### TASK REQUIREMENTS
Could you output exactly the lines from the one containing "around the dark" through the end of the records below, and nothing more?

### PROVIDED INFORMATION
|---|
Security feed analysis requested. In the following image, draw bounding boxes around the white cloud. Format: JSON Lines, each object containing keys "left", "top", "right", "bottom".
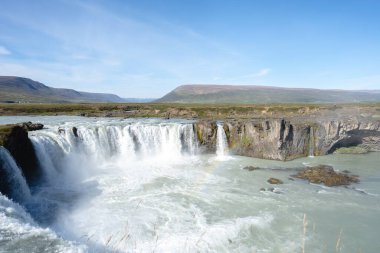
{"left": 256, "top": 68, "right": 271, "bottom": 77}
{"left": 0, "top": 46, "right": 11, "bottom": 55}
{"left": 0, "top": 1, "right": 245, "bottom": 97}
{"left": 224, "top": 68, "right": 272, "bottom": 83}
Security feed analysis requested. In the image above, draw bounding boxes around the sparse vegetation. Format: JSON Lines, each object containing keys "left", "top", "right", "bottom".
{"left": 157, "top": 84, "right": 380, "bottom": 104}
{"left": 0, "top": 102, "right": 379, "bottom": 120}
{"left": 334, "top": 146, "right": 368, "bottom": 154}
{"left": 0, "top": 124, "right": 15, "bottom": 146}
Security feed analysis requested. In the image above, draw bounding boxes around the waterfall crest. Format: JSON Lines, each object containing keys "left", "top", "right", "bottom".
{"left": 29, "top": 122, "right": 199, "bottom": 181}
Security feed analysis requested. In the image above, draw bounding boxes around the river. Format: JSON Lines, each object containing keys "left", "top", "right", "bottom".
{"left": 0, "top": 116, "right": 379, "bottom": 253}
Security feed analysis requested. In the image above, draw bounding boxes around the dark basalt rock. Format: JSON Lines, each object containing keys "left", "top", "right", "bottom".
{"left": 193, "top": 121, "right": 218, "bottom": 153}
{"left": 260, "top": 187, "right": 275, "bottom": 192}
{"left": 72, "top": 127, "right": 78, "bottom": 137}
{"left": 243, "top": 166, "right": 260, "bottom": 171}
{"left": 267, "top": 177, "right": 283, "bottom": 184}
{"left": 1, "top": 124, "right": 42, "bottom": 186}
{"left": 20, "top": 121, "right": 43, "bottom": 131}
{"left": 217, "top": 119, "right": 380, "bottom": 161}
{"left": 293, "top": 165, "right": 359, "bottom": 187}
{"left": 260, "top": 187, "right": 282, "bottom": 194}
|---|
### EXERCISE ANSWER
Security feed analysis requested. In the image above, draw bounding boxes around the dark basalt rock. Format: JSON Lines, each object containing keys "left", "top", "right", "bottom".
{"left": 193, "top": 121, "right": 218, "bottom": 153}
{"left": 260, "top": 187, "right": 275, "bottom": 192}
{"left": 72, "top": 127, "right": 78, "bottom": 137}
{"left": 243, "top": 166, "right": 260, "bottom": 171}
{"left": 267, "top": 177, "right": 283, "bottom": 184}
{"left": 1, "top": 124, "right": 42, "bottom": 186}
{"left": 20, "top": 121, "right": 43, "bottom": 131}
{"left": 217, "top": 119, "right": 380, "bottom": 161}
{"left": 293, "top": 165, "right": 359, "bottom": 187}
{"left": 260, "top": 187, "right": 282, "bottom": 194}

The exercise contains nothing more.